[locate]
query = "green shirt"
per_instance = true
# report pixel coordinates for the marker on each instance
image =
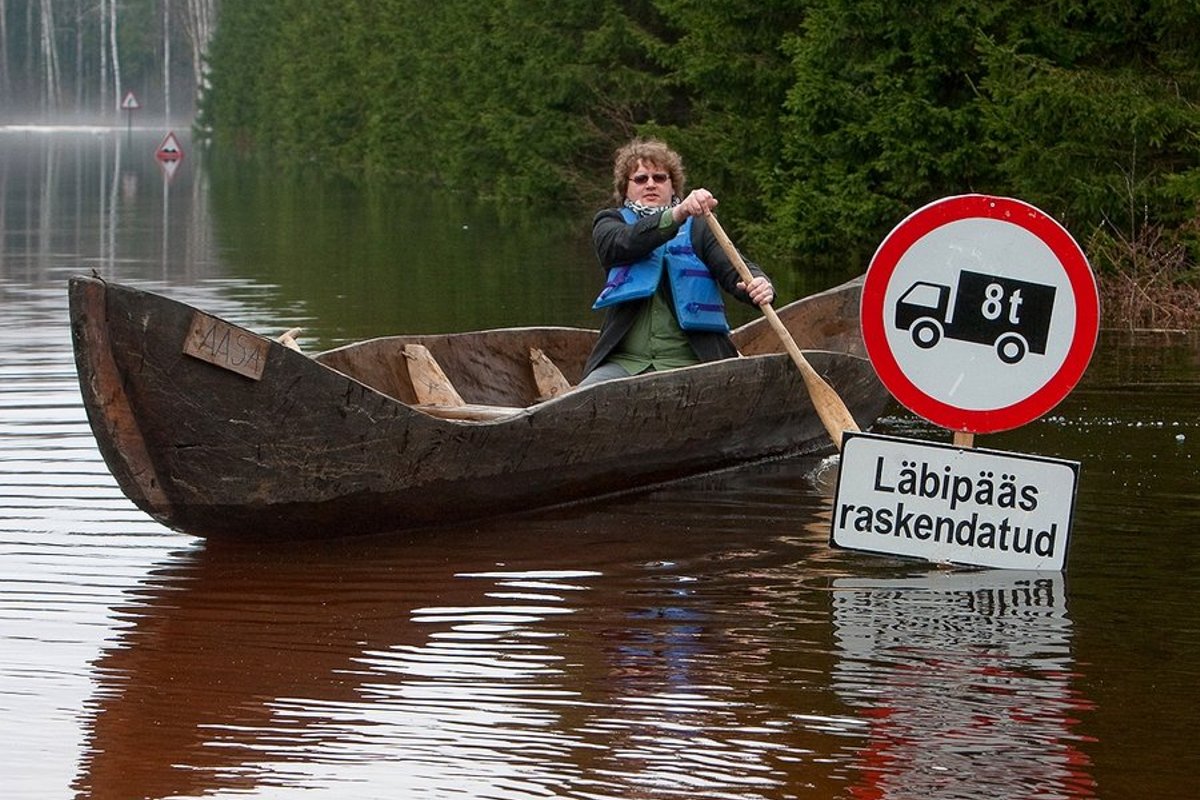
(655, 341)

▬▬▬▬▬▬

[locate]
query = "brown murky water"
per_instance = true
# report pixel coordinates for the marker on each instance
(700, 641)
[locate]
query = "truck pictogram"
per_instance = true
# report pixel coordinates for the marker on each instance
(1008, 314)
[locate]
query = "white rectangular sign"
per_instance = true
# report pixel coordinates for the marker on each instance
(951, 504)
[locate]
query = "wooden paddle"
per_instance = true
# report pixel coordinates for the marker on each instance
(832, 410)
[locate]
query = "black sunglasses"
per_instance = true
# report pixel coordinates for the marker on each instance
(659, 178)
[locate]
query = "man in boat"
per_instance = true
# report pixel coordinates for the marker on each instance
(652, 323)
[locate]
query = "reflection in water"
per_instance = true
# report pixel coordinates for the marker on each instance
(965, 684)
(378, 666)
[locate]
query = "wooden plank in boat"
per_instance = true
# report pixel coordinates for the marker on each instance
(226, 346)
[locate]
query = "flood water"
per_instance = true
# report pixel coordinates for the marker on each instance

▬▬▬▬▬▬

Entnimm den obigen Daten alle Zeilen, in denen das Wort „boat“ vorkommt.

VOLLSTÄNDIGE AUSGABE:
query = "man in boat"
query = "wooden plank in boat"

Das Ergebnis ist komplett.